Required action> Please check every line of the listing for "paver" and copy each line where it is found.

Given records START

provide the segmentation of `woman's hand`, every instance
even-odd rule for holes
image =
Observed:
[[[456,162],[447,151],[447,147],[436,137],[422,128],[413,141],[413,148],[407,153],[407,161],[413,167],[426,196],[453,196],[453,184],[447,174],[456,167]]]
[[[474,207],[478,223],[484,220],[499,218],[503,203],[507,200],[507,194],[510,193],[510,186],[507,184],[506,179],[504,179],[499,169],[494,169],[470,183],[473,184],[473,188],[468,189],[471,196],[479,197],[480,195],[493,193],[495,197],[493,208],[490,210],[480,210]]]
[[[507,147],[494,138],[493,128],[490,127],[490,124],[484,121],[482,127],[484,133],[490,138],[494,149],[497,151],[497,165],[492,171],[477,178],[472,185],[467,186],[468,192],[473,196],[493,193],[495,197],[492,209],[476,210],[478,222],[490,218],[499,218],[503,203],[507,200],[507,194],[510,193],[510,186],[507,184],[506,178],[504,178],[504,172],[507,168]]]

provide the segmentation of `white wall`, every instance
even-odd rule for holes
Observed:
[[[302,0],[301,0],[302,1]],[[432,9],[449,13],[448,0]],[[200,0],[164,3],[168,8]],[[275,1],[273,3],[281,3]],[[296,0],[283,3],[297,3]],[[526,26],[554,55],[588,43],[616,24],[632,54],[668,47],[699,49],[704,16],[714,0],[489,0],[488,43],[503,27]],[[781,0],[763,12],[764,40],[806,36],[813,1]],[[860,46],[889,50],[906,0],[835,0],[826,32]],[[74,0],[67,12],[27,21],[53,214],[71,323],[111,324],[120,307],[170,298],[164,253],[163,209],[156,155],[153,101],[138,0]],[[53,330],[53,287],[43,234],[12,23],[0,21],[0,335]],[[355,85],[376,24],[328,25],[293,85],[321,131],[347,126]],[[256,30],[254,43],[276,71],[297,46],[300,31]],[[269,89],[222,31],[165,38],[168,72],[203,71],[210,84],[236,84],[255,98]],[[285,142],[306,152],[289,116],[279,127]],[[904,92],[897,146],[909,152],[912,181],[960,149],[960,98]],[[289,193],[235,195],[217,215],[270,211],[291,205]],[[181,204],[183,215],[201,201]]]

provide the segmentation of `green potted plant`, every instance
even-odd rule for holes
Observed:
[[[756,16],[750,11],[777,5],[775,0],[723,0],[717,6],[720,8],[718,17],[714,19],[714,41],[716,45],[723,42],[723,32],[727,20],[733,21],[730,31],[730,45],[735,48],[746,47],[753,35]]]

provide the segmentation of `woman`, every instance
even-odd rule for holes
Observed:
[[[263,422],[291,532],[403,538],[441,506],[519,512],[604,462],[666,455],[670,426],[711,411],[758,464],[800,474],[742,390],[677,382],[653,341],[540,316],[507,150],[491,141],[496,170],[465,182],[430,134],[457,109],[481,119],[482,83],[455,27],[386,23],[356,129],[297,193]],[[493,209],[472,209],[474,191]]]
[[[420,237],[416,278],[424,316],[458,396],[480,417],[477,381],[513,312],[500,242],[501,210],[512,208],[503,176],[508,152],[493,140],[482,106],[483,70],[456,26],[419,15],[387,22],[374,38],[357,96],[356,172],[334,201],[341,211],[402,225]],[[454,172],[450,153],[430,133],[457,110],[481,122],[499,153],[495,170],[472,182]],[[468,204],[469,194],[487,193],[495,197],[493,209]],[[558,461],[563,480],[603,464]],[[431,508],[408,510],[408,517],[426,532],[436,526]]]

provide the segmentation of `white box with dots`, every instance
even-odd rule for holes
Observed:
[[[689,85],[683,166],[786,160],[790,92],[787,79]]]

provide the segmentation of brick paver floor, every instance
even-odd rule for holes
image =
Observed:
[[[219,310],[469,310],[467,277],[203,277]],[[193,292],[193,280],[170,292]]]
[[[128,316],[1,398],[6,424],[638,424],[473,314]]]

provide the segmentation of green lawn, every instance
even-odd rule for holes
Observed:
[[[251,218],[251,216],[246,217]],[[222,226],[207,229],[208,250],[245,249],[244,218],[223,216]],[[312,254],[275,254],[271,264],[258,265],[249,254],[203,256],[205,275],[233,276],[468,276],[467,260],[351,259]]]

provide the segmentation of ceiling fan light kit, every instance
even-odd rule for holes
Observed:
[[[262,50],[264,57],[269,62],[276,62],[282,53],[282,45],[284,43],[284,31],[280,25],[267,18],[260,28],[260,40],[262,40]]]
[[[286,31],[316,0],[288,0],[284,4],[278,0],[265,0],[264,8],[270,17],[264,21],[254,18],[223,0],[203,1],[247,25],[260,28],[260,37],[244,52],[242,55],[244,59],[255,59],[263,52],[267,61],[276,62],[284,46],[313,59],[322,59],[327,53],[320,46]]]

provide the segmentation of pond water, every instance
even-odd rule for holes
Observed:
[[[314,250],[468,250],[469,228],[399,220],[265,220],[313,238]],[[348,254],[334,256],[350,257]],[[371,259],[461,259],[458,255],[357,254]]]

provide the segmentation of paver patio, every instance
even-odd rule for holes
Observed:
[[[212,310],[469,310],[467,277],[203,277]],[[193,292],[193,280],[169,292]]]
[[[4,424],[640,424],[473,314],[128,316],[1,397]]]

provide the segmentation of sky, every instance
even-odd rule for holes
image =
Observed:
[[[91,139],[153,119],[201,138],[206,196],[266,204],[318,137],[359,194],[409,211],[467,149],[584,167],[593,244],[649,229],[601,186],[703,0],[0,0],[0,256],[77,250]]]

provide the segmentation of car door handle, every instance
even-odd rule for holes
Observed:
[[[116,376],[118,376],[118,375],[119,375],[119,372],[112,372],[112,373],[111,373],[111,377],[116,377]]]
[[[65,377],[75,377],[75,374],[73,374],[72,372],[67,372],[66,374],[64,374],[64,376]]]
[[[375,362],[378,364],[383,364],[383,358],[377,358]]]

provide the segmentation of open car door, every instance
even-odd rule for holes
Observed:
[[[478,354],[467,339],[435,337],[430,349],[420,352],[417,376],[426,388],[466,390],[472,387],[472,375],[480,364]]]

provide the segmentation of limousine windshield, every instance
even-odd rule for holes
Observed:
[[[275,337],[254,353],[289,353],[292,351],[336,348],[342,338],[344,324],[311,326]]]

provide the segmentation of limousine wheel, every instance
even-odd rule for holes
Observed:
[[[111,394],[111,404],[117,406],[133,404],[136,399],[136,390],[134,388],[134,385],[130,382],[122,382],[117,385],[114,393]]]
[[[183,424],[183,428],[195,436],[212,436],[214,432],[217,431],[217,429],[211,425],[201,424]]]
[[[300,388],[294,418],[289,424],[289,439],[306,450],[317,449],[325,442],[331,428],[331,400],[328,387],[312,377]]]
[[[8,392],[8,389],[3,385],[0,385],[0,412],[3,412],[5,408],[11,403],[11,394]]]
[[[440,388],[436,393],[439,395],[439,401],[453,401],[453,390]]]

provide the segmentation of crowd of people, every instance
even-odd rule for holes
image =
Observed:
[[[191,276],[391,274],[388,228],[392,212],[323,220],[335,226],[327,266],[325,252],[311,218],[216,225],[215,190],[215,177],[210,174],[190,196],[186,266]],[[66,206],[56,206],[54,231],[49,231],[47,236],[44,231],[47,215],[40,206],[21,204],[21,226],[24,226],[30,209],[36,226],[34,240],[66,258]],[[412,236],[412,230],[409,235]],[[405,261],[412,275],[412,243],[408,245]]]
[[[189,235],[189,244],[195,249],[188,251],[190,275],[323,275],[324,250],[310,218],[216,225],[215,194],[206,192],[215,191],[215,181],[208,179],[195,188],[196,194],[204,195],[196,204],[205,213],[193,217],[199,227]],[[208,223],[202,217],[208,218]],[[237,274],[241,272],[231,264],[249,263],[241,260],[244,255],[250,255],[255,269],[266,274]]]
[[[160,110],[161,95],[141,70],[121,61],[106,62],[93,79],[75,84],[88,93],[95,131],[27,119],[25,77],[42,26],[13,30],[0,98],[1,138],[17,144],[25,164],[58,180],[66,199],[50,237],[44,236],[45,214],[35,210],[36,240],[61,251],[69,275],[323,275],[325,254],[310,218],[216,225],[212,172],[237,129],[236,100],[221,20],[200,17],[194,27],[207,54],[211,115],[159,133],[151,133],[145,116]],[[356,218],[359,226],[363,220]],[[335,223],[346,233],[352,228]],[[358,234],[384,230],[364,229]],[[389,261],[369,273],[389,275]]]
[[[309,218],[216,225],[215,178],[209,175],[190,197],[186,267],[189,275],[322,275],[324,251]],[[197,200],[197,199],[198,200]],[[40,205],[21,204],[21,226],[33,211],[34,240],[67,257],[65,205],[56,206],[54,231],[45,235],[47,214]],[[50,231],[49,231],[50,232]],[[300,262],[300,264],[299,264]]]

Given records END

Solution>
provide the segmentation of brick paver floor, every instance
provide the segmentation of paver patio, every instance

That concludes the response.